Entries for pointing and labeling
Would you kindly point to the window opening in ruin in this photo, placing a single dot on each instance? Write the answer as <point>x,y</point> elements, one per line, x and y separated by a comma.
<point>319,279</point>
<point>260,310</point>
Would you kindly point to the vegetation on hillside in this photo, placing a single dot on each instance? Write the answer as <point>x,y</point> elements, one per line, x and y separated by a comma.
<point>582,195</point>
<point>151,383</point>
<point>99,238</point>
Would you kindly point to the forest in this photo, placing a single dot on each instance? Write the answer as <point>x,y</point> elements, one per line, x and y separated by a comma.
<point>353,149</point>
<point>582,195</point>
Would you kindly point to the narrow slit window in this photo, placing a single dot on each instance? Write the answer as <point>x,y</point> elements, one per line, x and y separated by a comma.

**Short task**
Could you copy every line of the listing above without changing anything?

**Complete answer**
Would you kindly point to the window opening in ruin in this photo, placing a single dot on each instance? Write the answer as <point>x,y</point> elements, one per line, x and y separated by a comma.
<point>319,279</point>
<point>260,310</point>
Would you kindly point to the vegetation on hillside in this photo, placing a single dot on each instance? Write the answer as <point>x,y</point> elements, one per line, x and y separated by a comma.
<point>582,195</point>
<point>151,383</point>
<point>99,238</point>
Would you kindly point to the forest in this photo, placing a single dot on each instance? Write the answer as <point>x,y</point> elements, one per line, x and y separated by a comma.
<point>353,149</point>
<point>582,195</point>
Would you kindly point to the narrow slit window in this photo, placing a single dot on each instance? Write the answer as <point>x,y</point> elements, one per line, x and y separated by a comma.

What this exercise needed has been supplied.